* **EXCERPTED PASSAGE**:
>> Start

# Sullivans Island Trout and Whiting



## bottomfeeder (Jan 31, 2006)

Went this morning for the outgoing and got out on the rocks to gorgeous water.As clear as I have seen it in a long time.Right off I caught a Winter Trout and an hour later I was still getting them,though mostly smaller ones.I did get a few nice ones mixed in.When the tide flipped the water browned up and the Whiting started to bite.After numerous smaller ones and a couple mediums I called it a day and left them biting.Great day to be fishing,especially early when the water was so beautiful.








Solid Winter Trout...








Another...








Another nice one...








Decent Whiting...havent seen the Bull yet...


----------



## Bobmac (Oct 11, 2008)

ah to be down there!
Sounds like a great day to me with fun and no rotten smell of the skunk around.


----------



## c0ch3s3 (Jul 10, 2009)

nice azalea bushes!


----------



## bottomfeeder (Jan 31, 2006)

Got a few more today....


----------



## bottomfeeder (Jan 31, 2006)

Yesterday.....


----------



## Pompano386 (Apr 26, 2009)

Those are weakfish aka summer trout


----------



## RuddeDogg (Mar 20, 2004)

Nice.


----------



## bluefish1928 (Jun 9, 2007)

Pompano386 said:


> Those are weakfish aka summer trout


yeh

pretty common- in fact more common than speckled trout in many palces


----------

>> End

* **DATASET ENTRIES**:
>> Start

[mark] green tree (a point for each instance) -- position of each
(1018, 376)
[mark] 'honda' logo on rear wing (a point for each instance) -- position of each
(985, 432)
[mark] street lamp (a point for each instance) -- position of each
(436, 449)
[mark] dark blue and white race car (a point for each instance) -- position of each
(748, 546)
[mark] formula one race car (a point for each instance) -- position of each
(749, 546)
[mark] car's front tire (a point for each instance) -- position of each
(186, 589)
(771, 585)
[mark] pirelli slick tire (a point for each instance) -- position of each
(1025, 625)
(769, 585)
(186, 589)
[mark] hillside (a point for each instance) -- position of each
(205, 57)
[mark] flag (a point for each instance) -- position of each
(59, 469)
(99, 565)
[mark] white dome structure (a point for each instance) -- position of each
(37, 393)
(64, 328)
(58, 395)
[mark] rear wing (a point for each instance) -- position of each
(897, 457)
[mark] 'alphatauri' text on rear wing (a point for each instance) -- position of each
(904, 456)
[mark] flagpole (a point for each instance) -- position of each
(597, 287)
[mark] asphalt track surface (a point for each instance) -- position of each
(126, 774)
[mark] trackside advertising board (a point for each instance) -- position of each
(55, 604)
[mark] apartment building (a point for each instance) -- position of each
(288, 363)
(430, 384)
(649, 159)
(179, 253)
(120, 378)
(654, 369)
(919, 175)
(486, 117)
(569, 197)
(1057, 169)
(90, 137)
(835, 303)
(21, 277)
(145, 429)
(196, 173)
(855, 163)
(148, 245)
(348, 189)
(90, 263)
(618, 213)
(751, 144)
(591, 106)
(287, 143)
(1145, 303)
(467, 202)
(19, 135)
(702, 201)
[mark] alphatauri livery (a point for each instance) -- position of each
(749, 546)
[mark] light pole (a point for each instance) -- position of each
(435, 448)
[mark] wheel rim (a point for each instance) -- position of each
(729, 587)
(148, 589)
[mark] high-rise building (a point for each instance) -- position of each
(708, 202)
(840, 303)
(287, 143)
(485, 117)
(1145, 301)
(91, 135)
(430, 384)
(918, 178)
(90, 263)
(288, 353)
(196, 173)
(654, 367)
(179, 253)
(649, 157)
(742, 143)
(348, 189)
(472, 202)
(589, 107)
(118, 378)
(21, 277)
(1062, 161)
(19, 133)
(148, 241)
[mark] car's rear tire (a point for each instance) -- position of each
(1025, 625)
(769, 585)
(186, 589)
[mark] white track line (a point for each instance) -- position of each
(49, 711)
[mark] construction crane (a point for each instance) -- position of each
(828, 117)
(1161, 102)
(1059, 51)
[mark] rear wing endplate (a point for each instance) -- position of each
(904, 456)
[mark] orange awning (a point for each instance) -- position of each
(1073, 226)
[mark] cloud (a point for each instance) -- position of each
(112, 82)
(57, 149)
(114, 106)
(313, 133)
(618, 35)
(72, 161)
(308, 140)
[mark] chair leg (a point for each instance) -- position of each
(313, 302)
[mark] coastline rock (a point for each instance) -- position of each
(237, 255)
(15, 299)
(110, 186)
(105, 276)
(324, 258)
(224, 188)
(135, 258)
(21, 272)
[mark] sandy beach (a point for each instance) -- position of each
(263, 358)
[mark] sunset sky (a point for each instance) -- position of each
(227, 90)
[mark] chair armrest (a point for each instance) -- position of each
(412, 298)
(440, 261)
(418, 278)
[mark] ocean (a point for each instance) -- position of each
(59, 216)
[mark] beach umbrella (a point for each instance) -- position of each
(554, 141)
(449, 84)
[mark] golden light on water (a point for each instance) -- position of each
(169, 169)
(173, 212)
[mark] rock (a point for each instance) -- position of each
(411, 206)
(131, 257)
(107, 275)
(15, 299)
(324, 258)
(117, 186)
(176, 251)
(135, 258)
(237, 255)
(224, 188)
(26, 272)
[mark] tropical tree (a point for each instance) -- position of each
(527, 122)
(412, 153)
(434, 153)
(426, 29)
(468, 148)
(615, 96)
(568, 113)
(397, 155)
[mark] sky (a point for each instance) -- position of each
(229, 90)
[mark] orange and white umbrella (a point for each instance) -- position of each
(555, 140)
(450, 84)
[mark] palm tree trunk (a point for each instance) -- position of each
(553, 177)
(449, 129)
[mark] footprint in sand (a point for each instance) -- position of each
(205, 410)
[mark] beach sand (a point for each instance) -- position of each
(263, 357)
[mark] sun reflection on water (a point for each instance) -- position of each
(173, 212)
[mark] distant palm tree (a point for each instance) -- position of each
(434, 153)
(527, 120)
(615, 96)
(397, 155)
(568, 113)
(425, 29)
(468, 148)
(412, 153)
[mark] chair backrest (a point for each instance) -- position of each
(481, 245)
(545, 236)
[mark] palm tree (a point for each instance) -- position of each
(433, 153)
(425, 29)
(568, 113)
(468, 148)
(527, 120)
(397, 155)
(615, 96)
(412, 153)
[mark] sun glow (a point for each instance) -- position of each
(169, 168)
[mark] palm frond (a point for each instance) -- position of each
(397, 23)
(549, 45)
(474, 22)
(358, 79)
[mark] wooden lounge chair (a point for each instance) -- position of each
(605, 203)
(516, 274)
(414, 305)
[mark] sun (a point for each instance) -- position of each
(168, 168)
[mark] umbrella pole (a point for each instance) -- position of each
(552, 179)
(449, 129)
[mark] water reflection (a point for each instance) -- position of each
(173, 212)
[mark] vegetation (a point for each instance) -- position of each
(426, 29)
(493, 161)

>> End

* **PROBLEMS TO WORK ON**:
1. From the Sullivans Island fishing thread, extract the text between "# Sullivans Island" and "was so beautiful.", inclusive.
2. Give each distinct username that posts in the Sullivans Island fishing thread, listing each name once.

* **ANSWERS BY TASK**:
1.
# Sullivans Island Trout and Whiting



## bottomfeeder (Jan 31, 2006)

Went this morning for the outgoing and got out on the rocks to gorgeous water.As clear as I have seen it in a long time.Right off I caught a Winter Trout and an hour later I was still getting them,though mostly smaller ones.I did get a few nice ones mixed in.When the tide flipped the water browned up and the Whiting started to bite.After numerous smaller ones and a couple mediums I called it a day and left them biting.Great day to be fishing,especially early when the water was so beautiful.

2.
bottomfeeder
Bobmac
c0ch3s3
Pompano386
RuddeDogg
bluefish1928